The records.
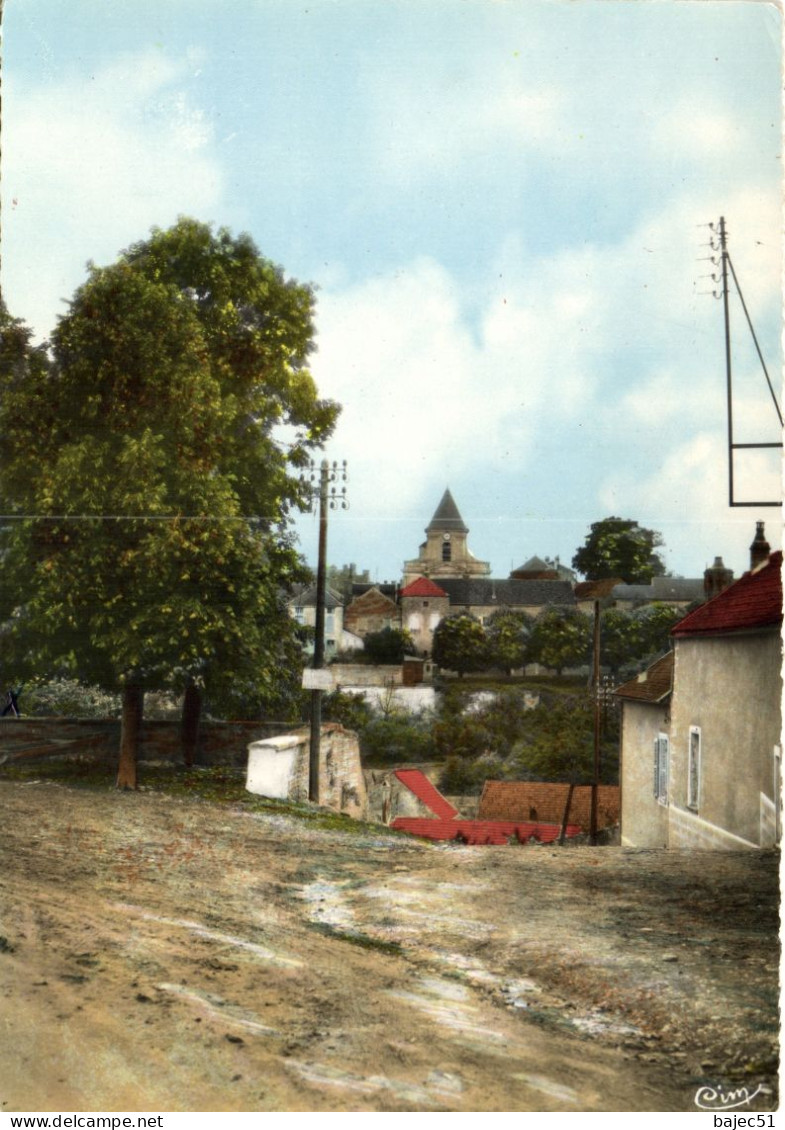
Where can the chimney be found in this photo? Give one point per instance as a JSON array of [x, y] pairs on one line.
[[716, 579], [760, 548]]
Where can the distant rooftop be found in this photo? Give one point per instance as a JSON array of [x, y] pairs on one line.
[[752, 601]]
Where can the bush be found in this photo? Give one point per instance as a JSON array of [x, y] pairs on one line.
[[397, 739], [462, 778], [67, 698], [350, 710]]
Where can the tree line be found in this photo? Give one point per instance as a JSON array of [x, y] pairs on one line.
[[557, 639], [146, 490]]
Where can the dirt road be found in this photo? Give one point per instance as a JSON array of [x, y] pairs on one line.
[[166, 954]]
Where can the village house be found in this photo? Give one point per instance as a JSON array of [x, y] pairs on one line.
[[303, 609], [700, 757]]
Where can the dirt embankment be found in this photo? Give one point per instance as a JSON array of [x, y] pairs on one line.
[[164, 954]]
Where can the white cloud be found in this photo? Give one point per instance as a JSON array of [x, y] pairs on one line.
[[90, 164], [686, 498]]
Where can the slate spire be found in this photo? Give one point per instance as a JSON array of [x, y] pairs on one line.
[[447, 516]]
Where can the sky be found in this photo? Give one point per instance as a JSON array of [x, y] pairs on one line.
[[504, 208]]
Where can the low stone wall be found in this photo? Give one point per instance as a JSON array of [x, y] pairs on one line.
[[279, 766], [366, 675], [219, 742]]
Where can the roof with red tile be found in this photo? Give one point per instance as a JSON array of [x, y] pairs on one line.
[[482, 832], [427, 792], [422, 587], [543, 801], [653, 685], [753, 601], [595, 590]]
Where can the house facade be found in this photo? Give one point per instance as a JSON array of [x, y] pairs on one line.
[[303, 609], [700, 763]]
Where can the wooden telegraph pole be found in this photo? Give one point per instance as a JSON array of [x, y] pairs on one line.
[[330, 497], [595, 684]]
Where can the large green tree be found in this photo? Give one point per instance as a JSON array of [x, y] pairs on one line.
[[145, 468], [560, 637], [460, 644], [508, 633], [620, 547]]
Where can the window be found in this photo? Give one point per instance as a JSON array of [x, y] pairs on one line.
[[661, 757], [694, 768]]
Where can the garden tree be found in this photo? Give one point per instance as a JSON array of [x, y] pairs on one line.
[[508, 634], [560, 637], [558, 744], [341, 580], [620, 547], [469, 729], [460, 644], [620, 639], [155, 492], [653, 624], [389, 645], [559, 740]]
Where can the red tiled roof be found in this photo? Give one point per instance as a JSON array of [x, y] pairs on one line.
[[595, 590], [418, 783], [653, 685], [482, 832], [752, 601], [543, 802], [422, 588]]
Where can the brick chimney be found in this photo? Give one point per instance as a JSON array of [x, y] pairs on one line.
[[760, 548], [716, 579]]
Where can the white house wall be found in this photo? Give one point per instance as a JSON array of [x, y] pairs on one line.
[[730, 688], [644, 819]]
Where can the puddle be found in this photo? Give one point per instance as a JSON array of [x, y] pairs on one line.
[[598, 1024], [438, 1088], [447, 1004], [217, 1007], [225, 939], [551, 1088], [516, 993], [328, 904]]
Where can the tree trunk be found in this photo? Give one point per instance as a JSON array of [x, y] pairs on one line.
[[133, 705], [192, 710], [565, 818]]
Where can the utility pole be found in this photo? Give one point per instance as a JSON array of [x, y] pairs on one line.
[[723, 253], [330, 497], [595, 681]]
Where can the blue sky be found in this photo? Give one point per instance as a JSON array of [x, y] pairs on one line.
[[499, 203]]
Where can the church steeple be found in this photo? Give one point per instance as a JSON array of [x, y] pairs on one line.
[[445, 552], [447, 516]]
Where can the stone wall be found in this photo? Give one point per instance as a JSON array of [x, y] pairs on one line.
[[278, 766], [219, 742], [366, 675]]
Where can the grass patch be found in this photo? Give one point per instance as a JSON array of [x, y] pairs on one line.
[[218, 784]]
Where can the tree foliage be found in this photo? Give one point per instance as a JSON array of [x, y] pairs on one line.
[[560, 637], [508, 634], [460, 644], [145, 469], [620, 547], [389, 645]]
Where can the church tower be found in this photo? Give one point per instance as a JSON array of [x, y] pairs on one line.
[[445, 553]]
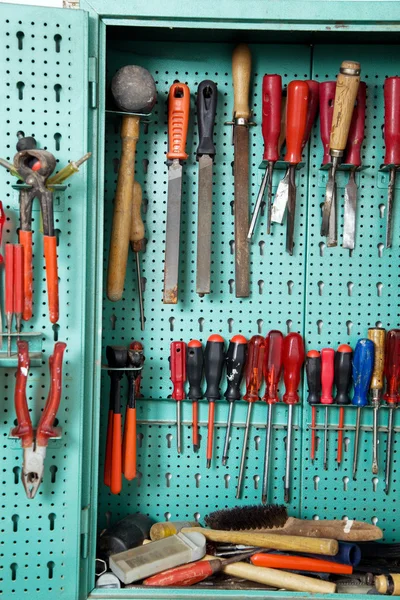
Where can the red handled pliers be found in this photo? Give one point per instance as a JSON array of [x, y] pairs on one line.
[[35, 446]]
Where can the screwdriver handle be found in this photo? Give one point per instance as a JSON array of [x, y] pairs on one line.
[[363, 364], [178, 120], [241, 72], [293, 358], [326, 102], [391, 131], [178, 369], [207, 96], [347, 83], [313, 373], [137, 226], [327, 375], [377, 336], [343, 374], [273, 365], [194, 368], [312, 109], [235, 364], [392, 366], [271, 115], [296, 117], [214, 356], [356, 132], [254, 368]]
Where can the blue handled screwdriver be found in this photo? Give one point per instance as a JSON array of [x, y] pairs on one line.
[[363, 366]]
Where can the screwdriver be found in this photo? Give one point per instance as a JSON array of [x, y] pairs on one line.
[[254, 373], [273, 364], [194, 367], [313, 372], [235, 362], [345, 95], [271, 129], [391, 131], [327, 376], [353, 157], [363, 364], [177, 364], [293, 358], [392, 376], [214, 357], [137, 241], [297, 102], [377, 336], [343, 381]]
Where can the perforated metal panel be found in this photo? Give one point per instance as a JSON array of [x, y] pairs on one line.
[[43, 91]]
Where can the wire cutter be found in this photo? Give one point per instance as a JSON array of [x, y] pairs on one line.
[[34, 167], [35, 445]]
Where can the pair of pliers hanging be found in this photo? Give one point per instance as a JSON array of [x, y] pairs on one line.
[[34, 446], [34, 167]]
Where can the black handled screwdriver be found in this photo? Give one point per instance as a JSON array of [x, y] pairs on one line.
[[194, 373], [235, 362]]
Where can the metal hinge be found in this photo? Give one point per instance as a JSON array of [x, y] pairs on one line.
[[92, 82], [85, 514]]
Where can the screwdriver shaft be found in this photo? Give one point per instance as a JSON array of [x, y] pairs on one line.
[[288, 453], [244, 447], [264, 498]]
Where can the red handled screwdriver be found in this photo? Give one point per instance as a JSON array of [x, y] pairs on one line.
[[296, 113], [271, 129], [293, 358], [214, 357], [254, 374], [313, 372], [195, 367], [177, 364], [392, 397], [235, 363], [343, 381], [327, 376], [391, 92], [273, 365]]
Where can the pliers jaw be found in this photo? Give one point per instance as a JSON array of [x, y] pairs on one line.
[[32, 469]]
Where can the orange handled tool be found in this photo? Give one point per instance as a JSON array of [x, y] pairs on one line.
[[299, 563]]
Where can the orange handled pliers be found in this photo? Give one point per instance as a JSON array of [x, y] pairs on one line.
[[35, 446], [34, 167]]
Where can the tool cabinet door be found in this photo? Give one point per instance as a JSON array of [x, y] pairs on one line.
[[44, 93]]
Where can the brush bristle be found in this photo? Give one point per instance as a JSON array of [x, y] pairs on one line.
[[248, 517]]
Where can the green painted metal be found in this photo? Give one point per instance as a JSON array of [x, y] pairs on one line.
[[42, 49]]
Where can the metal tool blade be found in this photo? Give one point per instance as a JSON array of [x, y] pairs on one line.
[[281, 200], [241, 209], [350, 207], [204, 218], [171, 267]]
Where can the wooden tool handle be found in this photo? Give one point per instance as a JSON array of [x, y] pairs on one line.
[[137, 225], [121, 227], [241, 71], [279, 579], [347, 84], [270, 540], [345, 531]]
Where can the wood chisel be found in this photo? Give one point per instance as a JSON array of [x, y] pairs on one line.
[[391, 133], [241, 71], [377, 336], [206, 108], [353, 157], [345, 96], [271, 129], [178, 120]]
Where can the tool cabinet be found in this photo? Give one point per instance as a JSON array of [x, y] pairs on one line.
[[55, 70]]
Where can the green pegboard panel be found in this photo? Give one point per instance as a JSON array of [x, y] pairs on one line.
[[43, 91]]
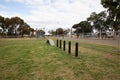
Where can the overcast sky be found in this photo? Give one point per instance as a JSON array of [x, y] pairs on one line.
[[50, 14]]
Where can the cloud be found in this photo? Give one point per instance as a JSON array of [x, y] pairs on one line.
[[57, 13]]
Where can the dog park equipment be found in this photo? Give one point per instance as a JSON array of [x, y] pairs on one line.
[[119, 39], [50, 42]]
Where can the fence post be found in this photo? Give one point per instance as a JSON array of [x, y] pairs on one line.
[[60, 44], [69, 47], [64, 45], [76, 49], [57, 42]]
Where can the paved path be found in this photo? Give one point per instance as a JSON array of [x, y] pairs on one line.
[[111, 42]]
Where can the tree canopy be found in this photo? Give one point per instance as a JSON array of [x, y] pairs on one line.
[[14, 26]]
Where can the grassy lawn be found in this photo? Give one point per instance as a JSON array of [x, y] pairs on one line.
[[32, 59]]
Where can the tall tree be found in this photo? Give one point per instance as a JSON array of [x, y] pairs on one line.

Work item. Give again only the lines of the material above that run from the one with "Where can the fence" through the end, both included, exactly as they appear.

Reply.
Where can the fence post be found in this photo? Give one point per instance as a JSON array of [x, y] pairs on one line.
[[60, 44], [69, 47], [64, 45], [76, 49], [57, 42]]
Where can the paved path be found in this photo? Give one point per instance as a JSON array of [x, y] pairs on one line.
[[111, 42]]
Where can the tree canopy be found in this photo? Give one point per instance as a JSON array of [x, y] pairs on one line.
[[14, 26]]
Where can the grassy lawn be found in this photo? Give one point per instance as a JSON array of [x, y] pairs on one line.
[[32, 59]]
Where can the tall tree be found in this photo? Give one point per instance as a JSON array of [x, y] pairs on one line.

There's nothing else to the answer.